- _ACTIVITY_:
Set the material down again exactly, line by line, skipping each picture.

++++++++++

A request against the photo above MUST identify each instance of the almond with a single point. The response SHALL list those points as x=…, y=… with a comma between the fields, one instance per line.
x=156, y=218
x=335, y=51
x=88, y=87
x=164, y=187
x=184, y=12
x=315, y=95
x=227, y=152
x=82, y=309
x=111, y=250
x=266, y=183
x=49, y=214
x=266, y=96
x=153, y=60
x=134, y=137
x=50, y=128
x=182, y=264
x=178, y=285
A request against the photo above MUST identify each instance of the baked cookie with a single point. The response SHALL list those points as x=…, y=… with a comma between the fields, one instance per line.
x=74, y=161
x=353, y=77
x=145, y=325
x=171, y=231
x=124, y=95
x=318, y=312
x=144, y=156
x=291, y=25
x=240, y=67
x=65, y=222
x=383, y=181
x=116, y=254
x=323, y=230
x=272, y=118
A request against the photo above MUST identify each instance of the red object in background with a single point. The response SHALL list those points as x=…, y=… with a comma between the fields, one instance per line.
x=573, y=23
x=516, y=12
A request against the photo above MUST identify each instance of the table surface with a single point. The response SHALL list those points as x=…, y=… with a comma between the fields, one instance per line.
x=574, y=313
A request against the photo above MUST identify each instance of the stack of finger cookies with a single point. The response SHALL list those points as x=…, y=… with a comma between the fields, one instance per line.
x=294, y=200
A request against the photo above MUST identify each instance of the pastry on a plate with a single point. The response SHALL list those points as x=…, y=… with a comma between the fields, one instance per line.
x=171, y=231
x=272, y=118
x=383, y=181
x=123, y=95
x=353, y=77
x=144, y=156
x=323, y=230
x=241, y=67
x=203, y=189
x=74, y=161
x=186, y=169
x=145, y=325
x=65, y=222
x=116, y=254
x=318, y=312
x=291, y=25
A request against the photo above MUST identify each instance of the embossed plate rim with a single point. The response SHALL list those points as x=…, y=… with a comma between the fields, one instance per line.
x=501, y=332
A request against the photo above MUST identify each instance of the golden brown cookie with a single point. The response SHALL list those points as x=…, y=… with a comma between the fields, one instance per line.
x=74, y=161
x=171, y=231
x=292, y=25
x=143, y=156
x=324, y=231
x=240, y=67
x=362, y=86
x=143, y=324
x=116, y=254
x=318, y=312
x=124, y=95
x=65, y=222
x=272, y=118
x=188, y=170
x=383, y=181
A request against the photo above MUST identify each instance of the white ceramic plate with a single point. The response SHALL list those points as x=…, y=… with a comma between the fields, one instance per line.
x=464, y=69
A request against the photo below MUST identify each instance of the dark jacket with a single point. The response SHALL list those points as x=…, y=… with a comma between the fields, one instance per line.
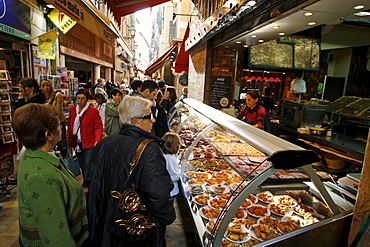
x=152, y=182
x=38, y=98
x=160, y=125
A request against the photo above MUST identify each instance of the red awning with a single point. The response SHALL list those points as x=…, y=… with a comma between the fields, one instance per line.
x=161, y=61
x=125, y=7
x=182, y=60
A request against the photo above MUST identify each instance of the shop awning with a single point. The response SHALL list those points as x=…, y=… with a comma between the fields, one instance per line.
x=182, y=60
x=161, y=61
x=125, y=7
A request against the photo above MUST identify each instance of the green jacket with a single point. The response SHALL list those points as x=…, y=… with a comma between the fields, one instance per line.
x=112, y=125
x=51, y=203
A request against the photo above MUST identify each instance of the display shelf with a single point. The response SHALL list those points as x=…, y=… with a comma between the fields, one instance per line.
x=203, y=130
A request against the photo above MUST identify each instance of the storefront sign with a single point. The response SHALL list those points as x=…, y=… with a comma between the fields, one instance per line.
x=15, y=19
x=83, y=15
x=63, y=22
x=220, y=90
x=71, y=8
x=47, y=45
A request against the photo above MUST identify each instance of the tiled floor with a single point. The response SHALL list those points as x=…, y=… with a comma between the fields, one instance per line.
x=179, y=234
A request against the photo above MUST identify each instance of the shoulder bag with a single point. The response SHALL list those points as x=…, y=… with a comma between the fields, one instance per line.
x=129, y=219
x=72, y=139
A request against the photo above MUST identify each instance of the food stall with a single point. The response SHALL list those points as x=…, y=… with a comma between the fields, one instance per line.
x=246, y=187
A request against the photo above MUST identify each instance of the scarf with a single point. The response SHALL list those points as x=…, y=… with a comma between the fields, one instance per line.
x=76, y=124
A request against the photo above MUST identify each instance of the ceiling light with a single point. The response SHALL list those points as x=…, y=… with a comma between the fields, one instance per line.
x=362, y=14
x=251, y=3
x=360, y=6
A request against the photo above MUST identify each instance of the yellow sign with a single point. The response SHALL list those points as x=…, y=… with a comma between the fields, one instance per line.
x=47, y=45
x=63, y=22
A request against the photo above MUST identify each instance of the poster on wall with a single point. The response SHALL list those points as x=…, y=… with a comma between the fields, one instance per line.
x=220, y=91
x=47, y=45
x=15, y=18
x=63, y=22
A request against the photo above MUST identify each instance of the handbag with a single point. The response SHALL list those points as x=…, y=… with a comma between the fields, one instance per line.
x=129, y=219
x=72, y=139
x=72, y=164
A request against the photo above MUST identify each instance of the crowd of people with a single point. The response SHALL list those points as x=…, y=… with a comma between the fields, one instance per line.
x=55, y=209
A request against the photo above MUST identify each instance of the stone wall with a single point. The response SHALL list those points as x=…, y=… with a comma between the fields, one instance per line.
x=197, y=72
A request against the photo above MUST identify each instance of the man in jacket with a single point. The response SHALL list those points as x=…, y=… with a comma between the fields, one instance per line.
x=112, y=124
x=150, y=179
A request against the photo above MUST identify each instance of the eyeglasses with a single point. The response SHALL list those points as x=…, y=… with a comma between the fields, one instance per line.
x=149, y=116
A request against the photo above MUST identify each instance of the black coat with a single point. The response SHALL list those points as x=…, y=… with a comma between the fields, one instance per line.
x=153, y=183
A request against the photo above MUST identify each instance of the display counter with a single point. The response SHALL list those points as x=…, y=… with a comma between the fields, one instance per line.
x=347, y=145
x=246, y=187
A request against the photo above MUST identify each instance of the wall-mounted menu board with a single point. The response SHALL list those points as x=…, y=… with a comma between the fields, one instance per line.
x=220, y=90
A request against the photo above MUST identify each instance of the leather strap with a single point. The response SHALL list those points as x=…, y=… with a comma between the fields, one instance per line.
x=137, y=155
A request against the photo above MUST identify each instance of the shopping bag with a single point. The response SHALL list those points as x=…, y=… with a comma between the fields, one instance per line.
x=72, y=164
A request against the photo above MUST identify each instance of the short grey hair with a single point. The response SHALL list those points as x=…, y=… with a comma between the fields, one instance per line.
x=131, y=107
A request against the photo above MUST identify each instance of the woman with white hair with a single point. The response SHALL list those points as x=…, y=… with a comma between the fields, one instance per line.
x=151, y=180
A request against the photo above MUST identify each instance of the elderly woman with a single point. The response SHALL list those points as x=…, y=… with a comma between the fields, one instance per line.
x=30, y=93
x=56, y=99
x=51, y=204
x=111, y=165
x=85, y=122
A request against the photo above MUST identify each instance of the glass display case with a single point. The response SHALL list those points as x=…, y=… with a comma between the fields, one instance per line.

++++++++++

- _EXERCISE RESPONSE_:
A request against the photo above MUST identify each instance of the almond with a single point. The response SHALL list those points as x=…, y=… with a comma between the fields, one instance per line.
x=156, y=218
x=335, y=51
x=88, y=87
x=164, y=187
x=184, y=12
x=315, y=95
x=227, y=152
x=82, y=309
x=111, y=250
x=266, y=183
x=49, y=214
x=266, y=96
x=153, y=60
x=134, y=137
x=50, y=128
x=182, y=264
x=178, y=285
A request against the photo above MUST identify each instance of the baked cookie with a single point. The response SHALL list those points as x=…, y=… with a comma between the fields, one instance per line.
x=74, y=161
x=353, y=77
x=145, y=325
x=171, y=231
x=124, y=95
x=318, y=312
x=144, y=156
x=291, y=25
x=240, y=67
x=65, y=222
x=383, y=181
x=116, y=254
x=323, y=230
x=272, y=118
A request against the photo above MUST identify each instance of the red object in background with a single point. The response SHALL list those points as x=…, y=… with a comma between the fields, one instance per line.
x=573, y=23
x=516, y=12
A request against the photo above MUST identify each instance of the table surface with a single point. The response SHALL list those points as x=…, y=… with a comma between the fields, one instance per line.
x=574, y=313
A request against the photo above MUST identify each instance of the stack of finger cookies with a single point. The response SHALL list those points as x=…, y=… with a comma between the fields, one instance per line.
x=294, y=200
A request against the photo above MUST identify each instance of the pastry on a plate with a single point. The response SHALL list those points as x=…, y=… with a comma between the fields, one instance per line.
x=171, y=231
x=272, y=118
x=383, y=181
x=123, y=95
x=353, y=77
x=144, y=156
x=323, y=230
x=241, y=67
x=203, y=189
x=74, y=161
x=186, y=169
x=145, y=325
x=65, y=222
x=116, y=254
x=318, y=312
x=291, y=25
A request against the photo above MUST identify each instance of the embossed plate rim with a single point. The response SHALL list those points as x=…, y=… with a comma between the fields, one instance per line.
x=501, y=332
A request against the photo above MUST identify each instance of the golden brown cookie with a single point. The response SHALL list those points as x=…, y=… with a comma between the fields, one instance per line.
x=74, y=161
x=171, y=231
x=292, y=25
x=143, y=156
x=324, y=231
x=240, y=67
x=362, y=86
x=143, y=324
x=116, y=254
x=318, y=312
x=124, y=95
x=65, y=222
x=272, y=118
x=188, y=170
x=383, y=181
A request against the photo above MUST identify each instance of the white ceramic plate with a single point. The response SHALL list those points as x=…, y=… with a comma between the fields, one instance per line.
x=464, y=69
A request against the photo below MUST identify each instance of the dark jacket with a single point. The response SHALL list those points as x=…, y=… with a comma between the fields, one instance per line.
x=152, y=182
x=38, y=98
x=160, y=125
A request against the photo above MUST identify each instance of the red awning with a single point. The response SHALL list those points as x=…, y=… with a comma between the fields, one instance per line.
x=161, y=61
x=125, y=7
x=182, y=60
A request against the photo above MUST identify each instance of the shop awning with a single point. The response SHALL list those points as x=…, y=… with a comma between the fields, one instance per line.
x=182, y=60
x=161, y=61
x=125, y=7
A request against the photo above MUST identify each instance of the green jacket with a single point. The response SHALL list those points as x=…, y=… with a comma between the fields, one instance per line.
x=112, y=125
x=51, y=203
A request against the photo above MUST identify each instance of the display shelf with a single point. The response SHALL list those points as x=…, y=… with a comma between the fields, one instance per line.
x=203, y=130
A request against the photo above MUST identify each instance of the storefront sign with a single point. The response SHALL list those points as x=…, y=… with a comma between the fields, one instance per line.
x=15, y=19
x=83, y=15
x=63, y=22
x=220, y=90
x=71, y=8
x=47, y=45
A request against the photo above MUST identify each instance of the tiled floor with a single point. The response SHALL list those points as x=…, y=… with a comma between the fields, one instance per line.
x=179, y=234
A request against the photo above MUST identify each instance of the shoulder bag with a single point. The response SHALL list those points as x=…, y=… with a comma between the fields, one instance per line.
x=129, y=219
x=72, y=139
A request against the photo above MUST identify each instance of the food stall with a single point. The response SHALL list those points as x=…, y=… with a comma between the fields, one instance per line.
x=246, y=187
A request against the photo above MUST identify each instance of the scarf with a single point. The response SHALL list those points as x=…, y=… with a comma between the fields, one instance per line.
x=76, y=124
A request against the photo above MUST identify each instance of the ceiling light with a single point. The response SHALL list those points as x=…, y=… with a comma between the fields, one instance per line.
x=362, y=14
x=251, y=3
x=360, y=6
A request against the photo above MUST identify each instance of the yellow sign with a single point. The response SHALL list those points as x=…, y=… with a comma between the fields, one instance per line.
x=47, y=45
x=63, y=22
A request against the photo above MUST identify each instance of the poster on wall with a single point. The response SHALL list those points as x=…, y=… with a comma between the fields, one instance per line.
x=220, y=91
x=47, y=45
x=15, y=18
x=63, y=22
A request against the photo above MUST identify each instance of the handbag with a single point. The response SHALL list those points as x=…, y=… with a comma between the fields, one instance per line.
x=129, y=219
x=72, y=139
x=72, y=164
A request against the photo above MUST identify each instance of the crowd of people with a single point. The response SHALL list those points as x=…, y=… with a comma between the fields, one instance per line.
x=55, y=209
A request against the photo above MUST identify each instance of the stone wall with a single point. The response SHALL list those points as x=…, y=… with a comma between the fields, one instance per line.
x=197, y=72
A request against the photo above MUST identify each instance of the man in jacket with a single point. The response SHALL list those points as x=…, y=… with a comma between the fields, one instance per line.
x=112, y=124
x=150, y=179
A request against the photo above MUST identify each instance of the eyeglasses with a single point. The response SHALL list those points as x=…, y=… with a comma between the fields, one instance per line.
x=149, y=116
A request against the photo above MUST identify each instance of the black coat with a single point. The response SHALL list those points as x=…, y=… with a comma between the fields, one instance per line.
x=153, y=183
A request against the photo above MUST identify each instance of the display counter with a single point. The response SHALL list those points as x=…, y=… with a comma between the fields, one instance per line.
x=347, y=145
x=246, y=187
A request against the photo above MUST identify each instance of the wall-mounted menu board with a single point. The response SHALL list those points as x=…, y=… with a comma between the fields, one instance per line.
x=220, y=90
A request against the photo above MUST identify each instance of the leather strap with a single point. The response SHALL list those points as x=…, y=… with a comma between the fields, one instance per line.
x=137, y=155
A request against the photo above MUST identify each instance of the shopping bag with a single point. The response SHALL list those points as x=…, y=… with a comma between the fields, one instance per line.
x=72, y=164
A request against the photo above MUST identify each instance of the short grey hair with a single point. The response SHALL list those points as x=…, y=… with a comma between the fields, one instance per line.
x=131, y=107
A request against the photo above MUST identify each instance of the woman with white hair with a single point. The response SHALL list those points as x=…, y=… with a comma between the fields, one instance per line.
x=151, y=180
A request against the photo above MUST identify each instance of the elderly woman with a single point. The response SHALL list those points as x=…, y=… with a comma between the fields, one instance per line.
x=30, y=93
x=56, y=99
x=51, y=204
x=111, y=165
x=85, y=122
A request against the photo above MUST identify each instance of the glass display case with a single point. The response SHALL list those points as x=…, y=… with a comma between the fields, one instance per line.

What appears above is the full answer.